Begin at the line that contains "[point] every instance of the foliage" and repeat every line from there to the end of the records below, inclusive, without adding any other line.

──────── DATA PROVIDED

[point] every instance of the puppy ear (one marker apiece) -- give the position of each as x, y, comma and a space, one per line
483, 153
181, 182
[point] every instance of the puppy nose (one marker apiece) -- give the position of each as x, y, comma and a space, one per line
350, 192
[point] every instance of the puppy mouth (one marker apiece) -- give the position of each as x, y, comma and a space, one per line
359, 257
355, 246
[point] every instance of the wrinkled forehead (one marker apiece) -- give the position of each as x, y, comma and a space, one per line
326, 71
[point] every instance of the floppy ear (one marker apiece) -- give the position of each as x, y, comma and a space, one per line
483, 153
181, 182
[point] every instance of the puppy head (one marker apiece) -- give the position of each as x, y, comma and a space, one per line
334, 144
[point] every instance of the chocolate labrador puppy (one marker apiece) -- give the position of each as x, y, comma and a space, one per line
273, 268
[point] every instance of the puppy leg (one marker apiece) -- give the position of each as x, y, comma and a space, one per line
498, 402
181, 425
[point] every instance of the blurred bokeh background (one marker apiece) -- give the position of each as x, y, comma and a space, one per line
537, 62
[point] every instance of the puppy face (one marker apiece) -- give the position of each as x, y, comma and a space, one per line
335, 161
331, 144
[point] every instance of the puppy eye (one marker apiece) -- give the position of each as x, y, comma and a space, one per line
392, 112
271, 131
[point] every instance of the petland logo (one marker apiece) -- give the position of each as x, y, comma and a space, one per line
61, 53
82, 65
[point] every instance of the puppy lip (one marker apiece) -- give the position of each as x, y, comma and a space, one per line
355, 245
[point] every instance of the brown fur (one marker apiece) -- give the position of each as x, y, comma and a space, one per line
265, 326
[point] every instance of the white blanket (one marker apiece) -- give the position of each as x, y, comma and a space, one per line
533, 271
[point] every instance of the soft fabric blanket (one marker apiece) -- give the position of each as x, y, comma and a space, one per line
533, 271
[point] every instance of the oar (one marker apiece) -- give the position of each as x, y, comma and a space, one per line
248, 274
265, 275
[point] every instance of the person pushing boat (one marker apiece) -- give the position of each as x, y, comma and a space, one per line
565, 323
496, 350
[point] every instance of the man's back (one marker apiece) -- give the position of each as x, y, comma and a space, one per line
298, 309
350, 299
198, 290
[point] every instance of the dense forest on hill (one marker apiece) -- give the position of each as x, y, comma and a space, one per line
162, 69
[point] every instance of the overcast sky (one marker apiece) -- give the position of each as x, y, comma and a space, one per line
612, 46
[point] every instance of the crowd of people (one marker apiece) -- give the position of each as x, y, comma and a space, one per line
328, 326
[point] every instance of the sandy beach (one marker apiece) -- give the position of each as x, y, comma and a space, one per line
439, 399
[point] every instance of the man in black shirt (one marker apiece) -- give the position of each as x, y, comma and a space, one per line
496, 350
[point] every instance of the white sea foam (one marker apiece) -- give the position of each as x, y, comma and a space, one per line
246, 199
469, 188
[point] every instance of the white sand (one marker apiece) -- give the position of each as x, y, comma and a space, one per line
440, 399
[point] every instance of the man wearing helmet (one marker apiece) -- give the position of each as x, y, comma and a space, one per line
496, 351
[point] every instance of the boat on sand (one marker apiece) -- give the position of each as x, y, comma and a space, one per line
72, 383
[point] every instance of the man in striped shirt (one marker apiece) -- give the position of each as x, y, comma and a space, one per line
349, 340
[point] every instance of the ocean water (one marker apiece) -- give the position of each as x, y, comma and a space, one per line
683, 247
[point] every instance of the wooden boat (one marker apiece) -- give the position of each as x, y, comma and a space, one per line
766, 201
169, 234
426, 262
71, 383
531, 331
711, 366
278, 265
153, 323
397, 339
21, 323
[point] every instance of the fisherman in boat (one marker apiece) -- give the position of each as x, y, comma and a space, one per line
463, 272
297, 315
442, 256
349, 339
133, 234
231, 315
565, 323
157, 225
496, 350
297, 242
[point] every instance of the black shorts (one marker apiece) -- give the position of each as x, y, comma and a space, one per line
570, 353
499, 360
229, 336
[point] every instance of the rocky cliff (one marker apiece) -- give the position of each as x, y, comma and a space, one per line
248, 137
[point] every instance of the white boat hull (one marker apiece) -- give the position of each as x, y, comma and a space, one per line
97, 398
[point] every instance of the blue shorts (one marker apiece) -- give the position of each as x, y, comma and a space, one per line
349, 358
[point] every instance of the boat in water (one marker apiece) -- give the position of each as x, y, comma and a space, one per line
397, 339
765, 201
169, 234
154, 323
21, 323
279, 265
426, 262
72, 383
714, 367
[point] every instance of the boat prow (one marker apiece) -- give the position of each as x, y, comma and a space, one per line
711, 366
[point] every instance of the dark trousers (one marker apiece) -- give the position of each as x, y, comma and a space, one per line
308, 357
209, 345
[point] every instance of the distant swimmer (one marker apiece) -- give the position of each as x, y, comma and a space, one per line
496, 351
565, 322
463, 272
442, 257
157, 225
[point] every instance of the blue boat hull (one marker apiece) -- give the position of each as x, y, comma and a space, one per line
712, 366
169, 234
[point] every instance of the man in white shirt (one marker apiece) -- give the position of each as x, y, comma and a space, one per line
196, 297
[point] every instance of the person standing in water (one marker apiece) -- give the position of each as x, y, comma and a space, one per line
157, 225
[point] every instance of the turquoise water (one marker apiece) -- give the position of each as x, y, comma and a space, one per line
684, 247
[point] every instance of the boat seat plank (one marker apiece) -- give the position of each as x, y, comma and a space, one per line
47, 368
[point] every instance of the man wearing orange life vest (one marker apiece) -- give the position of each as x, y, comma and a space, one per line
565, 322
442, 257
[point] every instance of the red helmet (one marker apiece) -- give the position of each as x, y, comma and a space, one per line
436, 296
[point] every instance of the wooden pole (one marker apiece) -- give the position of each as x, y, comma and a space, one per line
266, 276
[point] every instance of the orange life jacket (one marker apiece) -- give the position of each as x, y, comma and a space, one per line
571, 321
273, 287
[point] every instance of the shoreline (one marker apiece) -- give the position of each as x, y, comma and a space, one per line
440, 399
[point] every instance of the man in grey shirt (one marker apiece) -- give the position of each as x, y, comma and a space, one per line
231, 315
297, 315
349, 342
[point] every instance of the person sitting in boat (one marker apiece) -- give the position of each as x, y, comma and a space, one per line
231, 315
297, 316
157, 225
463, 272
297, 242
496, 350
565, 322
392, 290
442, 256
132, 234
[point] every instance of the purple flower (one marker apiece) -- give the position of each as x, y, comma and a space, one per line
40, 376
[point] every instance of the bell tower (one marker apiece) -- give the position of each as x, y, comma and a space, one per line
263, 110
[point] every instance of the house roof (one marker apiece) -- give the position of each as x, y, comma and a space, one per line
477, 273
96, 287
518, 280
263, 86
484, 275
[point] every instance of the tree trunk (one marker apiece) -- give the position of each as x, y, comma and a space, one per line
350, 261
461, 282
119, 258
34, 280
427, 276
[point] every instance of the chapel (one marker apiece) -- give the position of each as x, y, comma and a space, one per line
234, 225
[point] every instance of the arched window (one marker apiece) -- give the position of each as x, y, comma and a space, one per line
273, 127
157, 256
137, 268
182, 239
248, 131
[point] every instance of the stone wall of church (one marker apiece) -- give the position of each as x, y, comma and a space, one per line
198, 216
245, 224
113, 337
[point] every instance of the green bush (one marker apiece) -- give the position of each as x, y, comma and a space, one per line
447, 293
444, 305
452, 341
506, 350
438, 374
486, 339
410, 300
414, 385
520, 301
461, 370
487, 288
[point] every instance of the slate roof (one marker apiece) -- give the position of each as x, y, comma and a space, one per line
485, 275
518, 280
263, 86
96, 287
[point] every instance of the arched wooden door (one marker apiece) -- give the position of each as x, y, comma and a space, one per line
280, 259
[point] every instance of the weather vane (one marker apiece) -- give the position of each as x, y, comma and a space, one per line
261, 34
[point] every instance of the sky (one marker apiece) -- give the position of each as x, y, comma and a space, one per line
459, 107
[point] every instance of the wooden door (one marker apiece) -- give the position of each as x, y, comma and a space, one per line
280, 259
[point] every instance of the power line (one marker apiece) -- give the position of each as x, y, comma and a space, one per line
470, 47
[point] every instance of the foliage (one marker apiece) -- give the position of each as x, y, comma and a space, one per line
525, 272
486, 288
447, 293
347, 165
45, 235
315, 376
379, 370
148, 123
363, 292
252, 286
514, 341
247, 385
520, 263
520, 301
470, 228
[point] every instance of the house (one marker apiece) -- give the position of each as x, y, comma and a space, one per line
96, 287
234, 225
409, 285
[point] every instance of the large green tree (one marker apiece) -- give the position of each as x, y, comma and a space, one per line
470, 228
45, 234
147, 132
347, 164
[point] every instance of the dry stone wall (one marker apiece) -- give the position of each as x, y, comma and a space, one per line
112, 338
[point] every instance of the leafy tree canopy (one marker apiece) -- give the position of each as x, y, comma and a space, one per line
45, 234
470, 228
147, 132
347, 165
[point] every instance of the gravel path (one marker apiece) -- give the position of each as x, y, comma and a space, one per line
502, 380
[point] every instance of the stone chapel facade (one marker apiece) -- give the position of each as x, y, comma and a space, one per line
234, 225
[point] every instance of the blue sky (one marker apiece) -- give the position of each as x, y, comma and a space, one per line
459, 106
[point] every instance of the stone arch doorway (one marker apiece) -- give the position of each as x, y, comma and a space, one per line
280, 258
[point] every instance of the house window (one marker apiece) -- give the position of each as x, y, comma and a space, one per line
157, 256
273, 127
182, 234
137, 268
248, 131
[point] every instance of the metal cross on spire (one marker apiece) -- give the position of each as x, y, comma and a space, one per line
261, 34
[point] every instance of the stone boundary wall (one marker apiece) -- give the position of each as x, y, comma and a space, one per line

────────────────

SOLUTION FOR THIS EXERCISE
[point] every instance of the foliage (one marker apiece) -- give the position of each as x, y, comma and a space, one per line
525, 272
486, 288
447, 293
347, 165
45, 235
315, 376
379, 370
148, 123
363, 292
252, 286
514, 341
247, 385
520, 263
520, 301
470, 228
[point] every instance of the house (one marker apiece) -- give the position of each as x, y, comma and a space, one per line
96, 287
234, 225
409, 285
[point] every instance of the large green tree (one marker apiece) -- give the position of each as x, y, comma and a space, one per line
470, 228
45, 234
147, 132
347, 164
[point] every instance of the dry stone wall (one marker apiece) -- give the position of each as x, y, comma and a space, one per line
112, 338
[point] every instance of the leafy tree canopy (one marker apiece) -- give the position of each as x, y, comma and a space, one per line
45, 234
470, 228
147, 132
347, 165
[point] every instance of the gravel path (one marker apiece) -- give the position of each as x, y, comma and a space, one per line
502, 380
[point] every instance of the stone chapel facade (one marker apiece) -- give the position of each as x, y, comma and a space, one per line
234, 225
[point] every instance of the blue sky (one marker apiece) -- give the position of each as x, y, comma and a space, one per line
459, 106
[point] every instance of the stone arch doorway (one marker apiece) -- give the position of each as x, y, comma and a space, one per line
280, 258
[point] every instance of the house window (one marker apiece) -- give the position of each as x, y, comma and a space, one per line
157, 256
273, 127
182, 234
137, 268
248, 131
[point] every instance of the metal cross on spire (one marker apiece) -- give the position of each as x, y, comma and a space, one per line
261, 34
[point] every instance of the stone boundary wall (one marker apiece) -- give the position of each as x, y, comma and a space, one per line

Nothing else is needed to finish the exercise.